Reproduce the part of the text on talk radio and FM, starting with "Talk BELONGS on" and going on through "conclusion you draw.".

TEXT PROVIDED:
· · · ·

Talk BELONGS on FM, "for the right reasons:"
1.  80% of TSL is on FM.
2.  FM covers a Metro better than many AMs, whose footprints change month-to-month.
3.  News/Talk/Sports programming is more-Sales-friendly than music radio.
4.  Increasingly, people are getting their music elsewhere.


Not sure I agree with all these points (especially 3 & 4), nor the conclusion you draw.

Keep in mind that while a full-power metro FM will have more coverage than a low powered (or one with a less than full-market directional signal), these are also the most successful with music formats.  The Class A rimshots that are included as metro signals but are nowhere near full coverage and thusly less profitable are the ones that have less to lose by going talk.  Certainly not likely to be much competition for a WBZ, WABC, WLS, etc.

· · · ·

EXTRACTED MATERIAL:
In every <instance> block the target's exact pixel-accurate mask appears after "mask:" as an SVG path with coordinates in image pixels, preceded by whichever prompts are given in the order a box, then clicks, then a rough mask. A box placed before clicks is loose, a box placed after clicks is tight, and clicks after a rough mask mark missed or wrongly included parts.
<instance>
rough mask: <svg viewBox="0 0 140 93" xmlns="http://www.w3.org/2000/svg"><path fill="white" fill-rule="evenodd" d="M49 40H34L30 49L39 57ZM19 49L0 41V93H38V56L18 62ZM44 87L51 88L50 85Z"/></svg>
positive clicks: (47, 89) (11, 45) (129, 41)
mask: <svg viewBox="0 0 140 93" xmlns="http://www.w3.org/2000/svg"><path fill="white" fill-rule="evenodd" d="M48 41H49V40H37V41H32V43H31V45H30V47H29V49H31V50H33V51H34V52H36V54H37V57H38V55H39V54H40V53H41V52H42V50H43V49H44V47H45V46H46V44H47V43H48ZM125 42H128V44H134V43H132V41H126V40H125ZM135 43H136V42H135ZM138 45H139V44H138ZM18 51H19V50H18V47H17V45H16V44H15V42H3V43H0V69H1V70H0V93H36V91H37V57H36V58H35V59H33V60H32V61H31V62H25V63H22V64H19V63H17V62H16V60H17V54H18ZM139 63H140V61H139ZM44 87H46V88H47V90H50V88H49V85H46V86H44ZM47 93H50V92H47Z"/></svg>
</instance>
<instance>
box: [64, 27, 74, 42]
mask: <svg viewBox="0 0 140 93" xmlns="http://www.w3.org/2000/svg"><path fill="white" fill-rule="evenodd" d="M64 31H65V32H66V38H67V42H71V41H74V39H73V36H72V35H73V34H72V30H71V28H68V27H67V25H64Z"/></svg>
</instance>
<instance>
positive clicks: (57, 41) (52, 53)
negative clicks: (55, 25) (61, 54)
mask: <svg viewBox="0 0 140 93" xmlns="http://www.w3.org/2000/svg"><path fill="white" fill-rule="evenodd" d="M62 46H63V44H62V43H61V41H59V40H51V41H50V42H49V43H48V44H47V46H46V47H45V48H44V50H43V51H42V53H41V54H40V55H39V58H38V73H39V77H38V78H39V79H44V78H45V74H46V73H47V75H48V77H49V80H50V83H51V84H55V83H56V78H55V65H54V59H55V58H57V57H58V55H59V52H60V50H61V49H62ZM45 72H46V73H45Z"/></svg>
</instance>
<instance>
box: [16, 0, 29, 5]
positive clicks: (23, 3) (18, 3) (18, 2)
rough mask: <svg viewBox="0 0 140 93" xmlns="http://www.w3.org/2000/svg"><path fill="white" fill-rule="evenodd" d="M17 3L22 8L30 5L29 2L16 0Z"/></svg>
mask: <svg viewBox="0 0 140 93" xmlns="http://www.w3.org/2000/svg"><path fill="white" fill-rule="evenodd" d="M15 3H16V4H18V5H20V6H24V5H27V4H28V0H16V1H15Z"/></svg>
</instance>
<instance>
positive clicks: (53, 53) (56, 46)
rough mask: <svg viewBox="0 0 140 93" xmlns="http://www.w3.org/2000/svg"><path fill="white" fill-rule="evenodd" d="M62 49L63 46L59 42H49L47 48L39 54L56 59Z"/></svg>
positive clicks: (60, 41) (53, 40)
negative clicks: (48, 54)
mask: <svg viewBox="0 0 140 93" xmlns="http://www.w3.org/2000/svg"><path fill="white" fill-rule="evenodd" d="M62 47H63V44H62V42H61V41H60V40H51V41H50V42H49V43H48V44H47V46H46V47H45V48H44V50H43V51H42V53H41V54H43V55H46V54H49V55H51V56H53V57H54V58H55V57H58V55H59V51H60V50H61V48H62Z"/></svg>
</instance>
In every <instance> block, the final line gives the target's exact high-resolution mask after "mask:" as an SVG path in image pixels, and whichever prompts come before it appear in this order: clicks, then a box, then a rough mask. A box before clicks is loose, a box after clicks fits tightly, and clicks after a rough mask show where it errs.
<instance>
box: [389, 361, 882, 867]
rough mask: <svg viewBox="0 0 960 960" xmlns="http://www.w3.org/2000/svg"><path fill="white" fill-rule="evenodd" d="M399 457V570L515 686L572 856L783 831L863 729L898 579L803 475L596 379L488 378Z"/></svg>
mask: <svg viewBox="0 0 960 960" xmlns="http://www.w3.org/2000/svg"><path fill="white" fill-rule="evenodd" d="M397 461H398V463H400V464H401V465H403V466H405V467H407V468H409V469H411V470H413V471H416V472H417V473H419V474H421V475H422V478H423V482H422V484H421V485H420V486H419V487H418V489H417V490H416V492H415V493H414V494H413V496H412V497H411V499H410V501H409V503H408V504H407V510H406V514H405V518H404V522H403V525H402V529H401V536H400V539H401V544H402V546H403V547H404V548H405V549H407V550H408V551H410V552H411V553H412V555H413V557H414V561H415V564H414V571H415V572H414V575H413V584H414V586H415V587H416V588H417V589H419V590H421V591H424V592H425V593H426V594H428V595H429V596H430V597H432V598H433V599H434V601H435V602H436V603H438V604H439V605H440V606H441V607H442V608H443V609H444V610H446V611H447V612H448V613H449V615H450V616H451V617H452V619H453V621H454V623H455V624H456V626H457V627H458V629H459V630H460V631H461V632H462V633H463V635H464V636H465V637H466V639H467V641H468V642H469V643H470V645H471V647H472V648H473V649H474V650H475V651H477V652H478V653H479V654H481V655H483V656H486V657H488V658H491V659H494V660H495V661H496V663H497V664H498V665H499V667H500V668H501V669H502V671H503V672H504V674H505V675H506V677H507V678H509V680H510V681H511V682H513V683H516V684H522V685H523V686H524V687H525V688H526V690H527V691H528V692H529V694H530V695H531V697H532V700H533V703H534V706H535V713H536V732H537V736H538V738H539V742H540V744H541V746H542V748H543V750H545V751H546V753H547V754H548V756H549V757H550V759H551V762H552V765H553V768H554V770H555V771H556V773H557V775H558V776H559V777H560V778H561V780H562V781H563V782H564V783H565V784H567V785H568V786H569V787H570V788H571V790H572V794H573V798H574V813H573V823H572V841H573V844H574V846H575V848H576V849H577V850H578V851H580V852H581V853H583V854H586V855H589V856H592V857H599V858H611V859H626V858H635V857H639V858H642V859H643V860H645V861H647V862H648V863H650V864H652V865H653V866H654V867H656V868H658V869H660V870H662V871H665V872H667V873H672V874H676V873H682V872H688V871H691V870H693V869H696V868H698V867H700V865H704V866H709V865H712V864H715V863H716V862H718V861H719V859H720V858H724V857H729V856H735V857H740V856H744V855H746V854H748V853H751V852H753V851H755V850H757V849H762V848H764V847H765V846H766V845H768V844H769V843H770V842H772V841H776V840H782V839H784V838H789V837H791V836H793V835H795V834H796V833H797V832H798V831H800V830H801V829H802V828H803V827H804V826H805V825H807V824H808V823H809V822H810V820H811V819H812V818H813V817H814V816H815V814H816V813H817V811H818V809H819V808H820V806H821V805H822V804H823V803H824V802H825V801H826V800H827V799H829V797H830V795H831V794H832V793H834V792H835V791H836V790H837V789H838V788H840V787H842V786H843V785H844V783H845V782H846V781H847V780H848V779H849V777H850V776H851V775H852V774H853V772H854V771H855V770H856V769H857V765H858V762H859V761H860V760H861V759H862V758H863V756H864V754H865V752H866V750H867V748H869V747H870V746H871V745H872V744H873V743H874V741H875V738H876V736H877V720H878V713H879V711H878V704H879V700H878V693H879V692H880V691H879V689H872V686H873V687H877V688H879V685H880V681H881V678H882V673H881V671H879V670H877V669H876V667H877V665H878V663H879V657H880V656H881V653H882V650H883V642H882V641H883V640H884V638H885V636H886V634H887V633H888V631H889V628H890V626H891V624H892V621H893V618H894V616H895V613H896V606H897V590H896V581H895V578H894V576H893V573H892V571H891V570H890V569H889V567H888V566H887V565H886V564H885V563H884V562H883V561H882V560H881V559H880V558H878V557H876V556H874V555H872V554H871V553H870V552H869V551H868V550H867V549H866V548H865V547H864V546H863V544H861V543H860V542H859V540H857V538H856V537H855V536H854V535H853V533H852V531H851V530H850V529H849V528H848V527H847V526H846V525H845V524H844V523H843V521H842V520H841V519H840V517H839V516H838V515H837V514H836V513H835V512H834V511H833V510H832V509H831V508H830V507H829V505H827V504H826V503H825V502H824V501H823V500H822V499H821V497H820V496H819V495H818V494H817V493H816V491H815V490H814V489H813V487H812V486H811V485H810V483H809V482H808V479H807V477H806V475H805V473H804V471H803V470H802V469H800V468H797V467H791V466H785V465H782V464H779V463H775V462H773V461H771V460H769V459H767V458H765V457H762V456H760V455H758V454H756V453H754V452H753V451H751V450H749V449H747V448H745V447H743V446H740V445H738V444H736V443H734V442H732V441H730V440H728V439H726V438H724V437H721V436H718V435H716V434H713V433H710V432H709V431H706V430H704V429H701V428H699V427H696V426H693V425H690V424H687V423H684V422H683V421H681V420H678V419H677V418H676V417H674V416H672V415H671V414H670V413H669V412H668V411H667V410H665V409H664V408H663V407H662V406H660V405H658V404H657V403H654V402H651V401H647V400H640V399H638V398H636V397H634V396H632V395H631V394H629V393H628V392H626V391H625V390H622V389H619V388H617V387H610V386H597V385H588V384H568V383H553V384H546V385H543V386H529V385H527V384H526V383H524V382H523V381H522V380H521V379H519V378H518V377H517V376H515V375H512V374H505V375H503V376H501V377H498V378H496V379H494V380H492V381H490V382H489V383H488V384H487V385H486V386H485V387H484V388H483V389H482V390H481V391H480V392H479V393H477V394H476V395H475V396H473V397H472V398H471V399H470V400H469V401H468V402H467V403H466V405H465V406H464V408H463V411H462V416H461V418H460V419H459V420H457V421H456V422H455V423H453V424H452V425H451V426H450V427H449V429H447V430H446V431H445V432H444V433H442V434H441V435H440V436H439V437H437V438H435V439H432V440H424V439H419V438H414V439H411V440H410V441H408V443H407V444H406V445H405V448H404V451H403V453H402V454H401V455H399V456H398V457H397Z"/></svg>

· · · ·

THE ANSWER:
Talk BELONGS on FM, "for the right reasons:"
1.  80% of TSL is on FM.
2.  FM covers a Metro better than many AMs, whose footprints change month-to-month.
3.  News/Talk/Sports programming is more-Sales-friendly than music radio.
4.  Increasingly, people are getting their music elsewhere.


Not sure I agree with all these points (especially 3 & 4), nor the conclusion you draw.